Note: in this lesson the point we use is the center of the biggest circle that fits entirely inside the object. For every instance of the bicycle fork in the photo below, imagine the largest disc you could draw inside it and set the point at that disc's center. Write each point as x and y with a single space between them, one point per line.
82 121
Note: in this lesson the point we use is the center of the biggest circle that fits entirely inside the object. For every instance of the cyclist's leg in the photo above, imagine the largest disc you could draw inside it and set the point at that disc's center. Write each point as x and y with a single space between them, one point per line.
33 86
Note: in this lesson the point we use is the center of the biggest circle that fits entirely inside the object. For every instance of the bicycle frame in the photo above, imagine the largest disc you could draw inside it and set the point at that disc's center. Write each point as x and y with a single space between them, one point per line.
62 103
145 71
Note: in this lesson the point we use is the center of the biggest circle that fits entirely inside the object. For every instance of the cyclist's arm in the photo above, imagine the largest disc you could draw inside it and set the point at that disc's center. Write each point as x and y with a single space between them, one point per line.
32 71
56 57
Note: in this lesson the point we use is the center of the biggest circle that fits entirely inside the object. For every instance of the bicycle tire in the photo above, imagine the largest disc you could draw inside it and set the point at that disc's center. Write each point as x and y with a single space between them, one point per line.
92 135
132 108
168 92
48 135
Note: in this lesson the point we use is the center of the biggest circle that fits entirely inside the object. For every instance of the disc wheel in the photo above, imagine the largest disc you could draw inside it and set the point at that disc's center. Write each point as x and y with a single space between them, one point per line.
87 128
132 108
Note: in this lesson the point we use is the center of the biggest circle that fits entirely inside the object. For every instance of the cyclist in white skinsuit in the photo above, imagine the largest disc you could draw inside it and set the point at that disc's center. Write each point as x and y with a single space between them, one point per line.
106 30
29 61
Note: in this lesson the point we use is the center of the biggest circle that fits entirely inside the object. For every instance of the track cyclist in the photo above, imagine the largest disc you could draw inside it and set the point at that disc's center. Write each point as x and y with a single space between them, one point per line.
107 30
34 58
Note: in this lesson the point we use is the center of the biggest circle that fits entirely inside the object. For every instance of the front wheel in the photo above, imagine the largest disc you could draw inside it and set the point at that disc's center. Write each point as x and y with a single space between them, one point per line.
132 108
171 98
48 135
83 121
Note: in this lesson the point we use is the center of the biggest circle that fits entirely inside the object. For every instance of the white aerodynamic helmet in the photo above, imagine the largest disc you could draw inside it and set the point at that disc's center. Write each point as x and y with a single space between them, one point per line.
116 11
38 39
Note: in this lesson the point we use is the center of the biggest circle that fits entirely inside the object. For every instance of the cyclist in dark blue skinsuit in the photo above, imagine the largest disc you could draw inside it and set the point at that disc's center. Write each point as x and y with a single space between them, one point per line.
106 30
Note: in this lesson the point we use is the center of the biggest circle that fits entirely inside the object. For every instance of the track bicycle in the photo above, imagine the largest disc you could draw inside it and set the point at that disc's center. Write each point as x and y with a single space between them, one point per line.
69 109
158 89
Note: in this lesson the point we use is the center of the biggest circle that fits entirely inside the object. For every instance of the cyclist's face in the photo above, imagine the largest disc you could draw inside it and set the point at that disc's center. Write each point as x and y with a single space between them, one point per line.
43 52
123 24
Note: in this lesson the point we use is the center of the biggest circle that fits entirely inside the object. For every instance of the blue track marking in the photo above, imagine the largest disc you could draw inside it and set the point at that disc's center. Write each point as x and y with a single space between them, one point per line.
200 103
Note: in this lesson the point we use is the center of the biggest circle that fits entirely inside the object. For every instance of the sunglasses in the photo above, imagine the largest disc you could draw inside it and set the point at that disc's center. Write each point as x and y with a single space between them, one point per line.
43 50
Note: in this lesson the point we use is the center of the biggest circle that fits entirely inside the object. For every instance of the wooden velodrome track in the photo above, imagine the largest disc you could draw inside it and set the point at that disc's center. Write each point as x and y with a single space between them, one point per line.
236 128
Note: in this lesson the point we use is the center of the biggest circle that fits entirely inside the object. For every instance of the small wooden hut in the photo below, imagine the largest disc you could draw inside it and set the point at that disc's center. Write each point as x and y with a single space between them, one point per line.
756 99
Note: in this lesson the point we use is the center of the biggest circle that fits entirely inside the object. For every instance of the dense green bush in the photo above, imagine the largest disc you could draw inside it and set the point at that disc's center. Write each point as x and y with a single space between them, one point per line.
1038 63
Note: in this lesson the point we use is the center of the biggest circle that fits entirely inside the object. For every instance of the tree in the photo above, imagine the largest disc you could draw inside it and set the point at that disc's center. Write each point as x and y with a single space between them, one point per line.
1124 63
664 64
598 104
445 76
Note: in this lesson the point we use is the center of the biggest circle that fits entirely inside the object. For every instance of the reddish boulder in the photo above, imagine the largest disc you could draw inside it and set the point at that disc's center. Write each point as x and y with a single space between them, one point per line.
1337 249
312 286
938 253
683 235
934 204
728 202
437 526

▶ The exercise
Each record must be returned exactly as it is written.

▶ Solution
Note: in this lesson the point we use is the center of the biggest circle that fits entirely inside the object. For every instance of the bicycle fork in the photo below, imagine the largest disc you could draw inside it and set the point at that disc's center. Write each point as x and y with a single space between them, one point per line.
82 121
Note: in this lesson the point we use is the center of the biggest circle that fits entirely inside the object. For every instance of the cyclist's leg in the photo above, imagine the largest disc you could draw inside it and set the point at that disc's center. Write each point as x and y with a single space between them, one point per line.
33 86
Note: in this lesson the point we use is the center of the biggest circle that fits entirely inside the object. For every instance of the bicycle frame in the photo above, imagine the largest disc you could draw inside it and set the point at that disc's center. Write each point as x and y with a single space between them, one point per line.
62 103
145 71
Note: in this lesson the point we use is the center of the biggest circle that fits entirely inside the object. For every instance of the cyclist's arm in the photo above, imagine the largest disc you could draw inside it and set the point at that disc's center. Write each point as x and y with a single space between them, one point per line.
32 71
56 57
Note: in this lesson the point we use is the center of the biggest circle that fits entirely inside the object. For every instance of the bicycle tire in the photo above, imagine the largest disc you could draw inside it and set the point at that disc's center. Write each point as x and y with a single space between them, one point per line.
92 135
132 108
168 92
48 135
Note: in this lesson the point we use is the center of the biggest circle that fits entirely inside the object. For every instance of the disc wheel in the photo above, imagine the largest disc you could draw inside it and set the point at that disc's center. Write each point as x and y with a single space between them, one point per line.
87 128
132 108
Note: in this lesson the point we use is the center of the biggest circle that fits entirely inside the object. For every instance of the cyclist in white skinsuit in the photo above, imagine the largest disc you could draw inside it and set the point at that disc's center. Write each point as x and y with a single space between them, one point per line.
106 30
29 61
Note: in this lesson the point we use is the center of the biggest circle that fits entirely inside the object. For every instance of the track cyclist in the photo above, imagine the largest disc you could draw inside it and set the point at that disc's center. Write each point as x and y with a single space between them, one point per line.
107 30
34 58
Note: in this lesson the point we use is the center of the biggest circle that fits entirely inside the object. For every instance of the front wheel in the photo above, imagine the largest disc you could draw inside it and set the point at that disc's center. Write each point as x and y with a single space between them, one point per line.
132 108
171 98
48 135
83 121
Note: in this lesson the point we use is the center of the biggest circle that fits entirely inside the object. For every instance of the white aerodynamic helmet in the photo above, imagine the largest disc you could draw inside it and set the point at that disc's center. Write each point as x and y with a single space between them, one point per line.
116 11
38 39
Note: in this lesson the point we use is the center of the biggest circle that fits entirely inside the object. For every instance of the cyclist in dark blue skinsuit in the photo above, imagine the largest disc you could draw inside it and set the point at that disc's center. Write each point as x and y with a single space between them, one point per line.
106 30
Note: in this lesson the point we use is the center of the biggest circle that fits entirely inside the object. For every instance of the track bicycle in the photo above, imagine the largest disc you could draw inside it and set the point at that disc's center. Write each point as x and y with a single space between them, one point per line.
69 109
158 89
Note: in this lesson the point we use is the center of the biggest circle that fits entirely inside the object. For every instance of the cyclist's face in the photo above, imagine the largest disc you could draw inside it and set the point at that disc's center. Write each point as x and y with a single space between them, one point per line.
43 52
123 24
Note: in this lesson the point we use is the center of the biggest circle that fits entirely inside the object. For every instance of the blue track marking in the photo above, imagine the largest disc you could draw inside it and set the point at that disc's center. Write each point as x and y with a single space between them, one point per line.
200 103
Note: in this lesson the point we use is the center of the biggest circle that fits entirely inside the object. For every instance of the sunglasses in the photo above, imagine the largest disc you could draw inside it and set the point at that disc's center. Write each point as x and y with a single space between them, one point per line.
43 50
Note: in this lesson the point we use is the center of the biggest circle that fits entirely inside the object. For every instance of the wooden velodrome track in the photo above, imagine the largest disc you could draw inside it and set the point at that disc's center. Write each point as x and y with a single space between them, one point per line.
236 128
Note: in this lesson the point we use is the center of the biggest circle that fits entirely inside the object. For every instance of the small wooden hut in the photo below, imagine the largest disc you could draw inside it and set the point at that disc's center. Write each point as x and y with a single space between them, one point per line.
756 99
Note: in this lesson the point we use is the center of the biggest circle that fits entirely inside the object. For every instance of the dense green bush in the photo above, imagine the largest disc you could draw inside it and set the point at that disc's center. Write each point as x and y with a single space between them, one point per line.
1038 63
Note: in this lesson the point we use is the center of the biggest circle that fits entirely inside the object. For every instance of the tree in the photo above, imagine the largest disc you could draw inside it and set the point at that disc's center. Write each point as x and y with a single space between them, one point per line.
1124 63
664 64
598 104
445 76
Note: in this lesson the point we use is the center of the biggest circle that fits entirely inside the object. For every instance of the reddish boulder in the photo above, imagine the largest disc you could draw inside it and set the point at that disc's center. Write each point as x and y with a single space between them, one point per line.
1337 249
312 286
938 253
683 235
934 204
728 202
437 526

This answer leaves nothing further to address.